# [EXERCISE OBJECTIVE]
Repeat the data exactly as it appears.

━━━━━ LISTED ENTRIES ━━━━━

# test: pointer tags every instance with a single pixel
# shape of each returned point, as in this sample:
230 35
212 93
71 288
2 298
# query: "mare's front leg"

━━━━━

# [YOUR RESPONSE]
# test: pointer tags every instance with a single pixel
# shape of each returned point, as in this sample:
230 35
212 93
71 288
2 298
# query: "mare's front leg"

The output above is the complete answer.